Start of MATERIAL TO PROCESS

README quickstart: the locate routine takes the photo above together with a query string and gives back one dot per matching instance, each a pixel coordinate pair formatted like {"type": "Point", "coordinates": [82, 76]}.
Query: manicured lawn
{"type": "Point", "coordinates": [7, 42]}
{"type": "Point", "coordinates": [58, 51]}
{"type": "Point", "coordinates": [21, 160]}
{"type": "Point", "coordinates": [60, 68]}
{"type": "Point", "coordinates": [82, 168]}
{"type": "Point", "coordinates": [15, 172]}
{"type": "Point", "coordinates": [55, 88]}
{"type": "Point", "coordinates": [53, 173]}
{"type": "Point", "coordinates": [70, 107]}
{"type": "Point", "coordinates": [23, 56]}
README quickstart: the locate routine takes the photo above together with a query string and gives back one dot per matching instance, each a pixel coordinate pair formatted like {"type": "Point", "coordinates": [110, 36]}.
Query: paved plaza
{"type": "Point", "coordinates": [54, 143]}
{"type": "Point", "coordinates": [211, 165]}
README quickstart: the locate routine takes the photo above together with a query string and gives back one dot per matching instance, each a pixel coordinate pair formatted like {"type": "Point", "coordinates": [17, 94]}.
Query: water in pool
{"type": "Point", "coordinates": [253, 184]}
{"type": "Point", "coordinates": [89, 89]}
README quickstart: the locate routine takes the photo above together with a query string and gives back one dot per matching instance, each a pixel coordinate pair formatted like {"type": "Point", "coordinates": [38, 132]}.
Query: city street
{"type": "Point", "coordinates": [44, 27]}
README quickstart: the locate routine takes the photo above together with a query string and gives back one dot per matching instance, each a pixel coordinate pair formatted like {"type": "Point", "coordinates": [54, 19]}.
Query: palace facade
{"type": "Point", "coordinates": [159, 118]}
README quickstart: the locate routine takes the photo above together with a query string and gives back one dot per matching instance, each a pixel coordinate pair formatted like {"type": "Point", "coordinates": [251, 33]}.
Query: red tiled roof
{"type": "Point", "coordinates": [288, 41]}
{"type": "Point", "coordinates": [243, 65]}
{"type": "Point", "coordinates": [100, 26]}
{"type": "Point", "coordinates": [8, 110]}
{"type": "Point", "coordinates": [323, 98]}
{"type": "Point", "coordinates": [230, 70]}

End of MATERIAL TO PROCESS

■ **TASK STATEMENT**
From the line containing "Query: palace facade" through the last line of the records, output each line exactly and nothing more.

■ **OUTPUT FOR THIS EXERCISE**
Query: palace facade
{"type": "Point", "coordinates": [159, 118]}
README quickstart: the locate routine takes the photo above together with a query string and gives back one dot per matching instance, each a pixel coordinate pair formatted like {"type": "Point", "coordinates": [251, 33]}.
Query: red tiled roof
{"type": "Point", "coordinates": [288, 41]}
{"type": "Point", "coordinates": [243, 65]}
{"type": "Point", "coordinates": [100, 26]}
{"type": "Point", "coordinates": [8, 110]}
{"type": "Point", "coordinates": [323, 98]}
{"type": "Point", "coordinates": [230, 70]}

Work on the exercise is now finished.